Task to complete –
Write out everything from the start of the listing down to the line containing "(64, 150), (76, 175)", switching every "Objective" to "Goal" and leaving all else unchanged.
*** Data rows
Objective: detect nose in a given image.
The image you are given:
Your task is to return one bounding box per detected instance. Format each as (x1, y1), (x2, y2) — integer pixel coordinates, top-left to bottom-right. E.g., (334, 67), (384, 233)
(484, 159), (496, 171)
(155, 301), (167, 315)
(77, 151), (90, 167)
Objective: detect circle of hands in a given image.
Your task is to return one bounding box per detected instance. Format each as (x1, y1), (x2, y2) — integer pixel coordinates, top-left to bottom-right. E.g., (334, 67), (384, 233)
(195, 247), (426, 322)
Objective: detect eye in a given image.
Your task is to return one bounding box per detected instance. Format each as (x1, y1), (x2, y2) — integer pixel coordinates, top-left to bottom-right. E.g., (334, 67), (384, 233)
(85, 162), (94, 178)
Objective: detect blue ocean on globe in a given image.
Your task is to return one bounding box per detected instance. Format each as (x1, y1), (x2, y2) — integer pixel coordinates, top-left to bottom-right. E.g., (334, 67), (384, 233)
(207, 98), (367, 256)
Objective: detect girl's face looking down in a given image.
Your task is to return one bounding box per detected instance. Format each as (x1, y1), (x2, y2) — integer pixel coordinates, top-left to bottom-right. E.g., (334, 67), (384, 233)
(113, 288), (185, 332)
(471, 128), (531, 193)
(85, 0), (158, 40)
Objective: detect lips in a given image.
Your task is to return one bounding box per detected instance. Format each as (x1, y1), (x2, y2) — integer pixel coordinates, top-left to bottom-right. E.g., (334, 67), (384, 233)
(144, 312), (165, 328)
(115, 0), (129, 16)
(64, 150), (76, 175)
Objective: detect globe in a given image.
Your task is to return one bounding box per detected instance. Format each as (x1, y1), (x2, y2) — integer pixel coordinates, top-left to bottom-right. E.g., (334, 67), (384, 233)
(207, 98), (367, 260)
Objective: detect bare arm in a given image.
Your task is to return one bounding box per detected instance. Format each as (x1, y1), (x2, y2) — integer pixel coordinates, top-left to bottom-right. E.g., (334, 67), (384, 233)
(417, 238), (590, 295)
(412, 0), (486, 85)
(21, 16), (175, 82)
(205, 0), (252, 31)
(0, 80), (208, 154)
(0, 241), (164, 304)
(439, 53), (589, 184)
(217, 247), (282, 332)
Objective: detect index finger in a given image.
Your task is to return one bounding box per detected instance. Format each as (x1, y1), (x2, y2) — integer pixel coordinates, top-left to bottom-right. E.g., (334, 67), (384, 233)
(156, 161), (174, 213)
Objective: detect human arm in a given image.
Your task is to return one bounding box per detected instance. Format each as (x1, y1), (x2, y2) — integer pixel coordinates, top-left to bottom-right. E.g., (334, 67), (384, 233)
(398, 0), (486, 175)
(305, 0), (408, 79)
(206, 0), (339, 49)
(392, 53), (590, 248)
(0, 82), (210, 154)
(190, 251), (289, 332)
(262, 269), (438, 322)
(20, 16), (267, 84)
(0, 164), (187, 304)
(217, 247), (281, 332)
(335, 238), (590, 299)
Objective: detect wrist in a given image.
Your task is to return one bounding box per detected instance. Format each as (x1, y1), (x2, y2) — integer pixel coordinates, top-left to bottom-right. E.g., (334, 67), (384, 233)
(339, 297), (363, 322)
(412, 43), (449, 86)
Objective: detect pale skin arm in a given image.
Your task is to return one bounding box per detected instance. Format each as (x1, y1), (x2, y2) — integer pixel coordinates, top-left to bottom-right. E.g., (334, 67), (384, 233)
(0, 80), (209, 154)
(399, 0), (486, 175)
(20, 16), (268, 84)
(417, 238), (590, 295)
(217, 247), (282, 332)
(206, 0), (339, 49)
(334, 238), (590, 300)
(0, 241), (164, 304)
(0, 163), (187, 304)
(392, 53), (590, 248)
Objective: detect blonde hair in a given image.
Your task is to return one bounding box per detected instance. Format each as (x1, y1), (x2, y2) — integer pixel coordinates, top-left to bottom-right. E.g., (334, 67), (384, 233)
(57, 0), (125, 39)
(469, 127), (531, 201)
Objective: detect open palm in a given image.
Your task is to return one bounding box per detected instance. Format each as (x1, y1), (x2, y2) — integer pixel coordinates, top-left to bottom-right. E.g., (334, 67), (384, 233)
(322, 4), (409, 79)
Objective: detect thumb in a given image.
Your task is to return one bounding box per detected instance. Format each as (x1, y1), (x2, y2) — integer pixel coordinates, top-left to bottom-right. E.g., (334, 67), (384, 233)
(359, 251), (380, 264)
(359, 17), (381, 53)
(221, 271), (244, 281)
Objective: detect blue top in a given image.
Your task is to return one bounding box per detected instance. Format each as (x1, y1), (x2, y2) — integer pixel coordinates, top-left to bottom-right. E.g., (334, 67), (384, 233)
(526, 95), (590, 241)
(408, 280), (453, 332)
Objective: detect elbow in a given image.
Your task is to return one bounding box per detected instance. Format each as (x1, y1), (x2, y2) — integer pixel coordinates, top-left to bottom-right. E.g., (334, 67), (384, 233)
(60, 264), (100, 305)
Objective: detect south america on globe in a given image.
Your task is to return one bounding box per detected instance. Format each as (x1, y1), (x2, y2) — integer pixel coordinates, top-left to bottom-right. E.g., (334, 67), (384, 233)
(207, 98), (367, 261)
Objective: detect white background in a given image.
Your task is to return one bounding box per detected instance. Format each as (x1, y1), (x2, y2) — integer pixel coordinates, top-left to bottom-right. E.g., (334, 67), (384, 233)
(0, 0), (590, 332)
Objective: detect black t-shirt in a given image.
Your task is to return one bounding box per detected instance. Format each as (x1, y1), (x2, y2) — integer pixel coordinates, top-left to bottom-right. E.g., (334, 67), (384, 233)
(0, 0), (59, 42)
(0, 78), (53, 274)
******
Exercise solution –
Goal: detect nose in a given image.
The image you are given:
Your task is to return one bounding box per detected instance. Format each as (x1, y1), (x2, y2) — integer pixel coordinates, top-left to bottom-right. E.g., (334, 67), (384, 233)
(484, 159), (496, 171)
(155, 301), (167, 315)
(77, 151), (90, 167)
Goal: detect circle of hands in a given image.
Your task is to return one bounding box per detected instance. Format each as (x1, y1), (x2, y2) — integer pixel coordinates, top-left to bottom-right. E.g., (334, 67), (384, 233)
(195, 247), (426, 322)
Goal: detect eye in a given image.
Your task is to return one bounding box per detected instance. Format each as (x1, y1), (x2, y2) — integer pixel coordinates, top-left to bottom-right. E.g., (334, 67), (384, 233)
(85, 162), (94, 178)
Goal: detect blue ocean on globe in a given image.
Your task is to return one bounding box per detected instance. Format each as (x1, y1), (x2, y2) — integer pixel coordinates, top-left to bottom-right. E.g., (334, 67), (384, 233)
(207, 98), (367, 256)
Goal: detect girl's face looking down in a given image.
Your task is to return one bounding box per detected instance. Format each as (x1, y1), (x2, y2) — integer pixel coordinates, top-left to bottom-right. E.g., (334, 67), (384, 233)
(113, 288), (185, 332)
(471, 128), (531, 193)
(85, 0), (158, 40)
Goal: detect lips in a given image.
Your task is to return one bounding box per detected instance. Format each as (x1, y1), (x2, y2) — integer pixel coordinates, top-left to bottom-right. E.g., (334, 67), (384, 233)
(144, 312), (165, 328)
(115, 0), (129, 16)
(64, 150), (76, 175)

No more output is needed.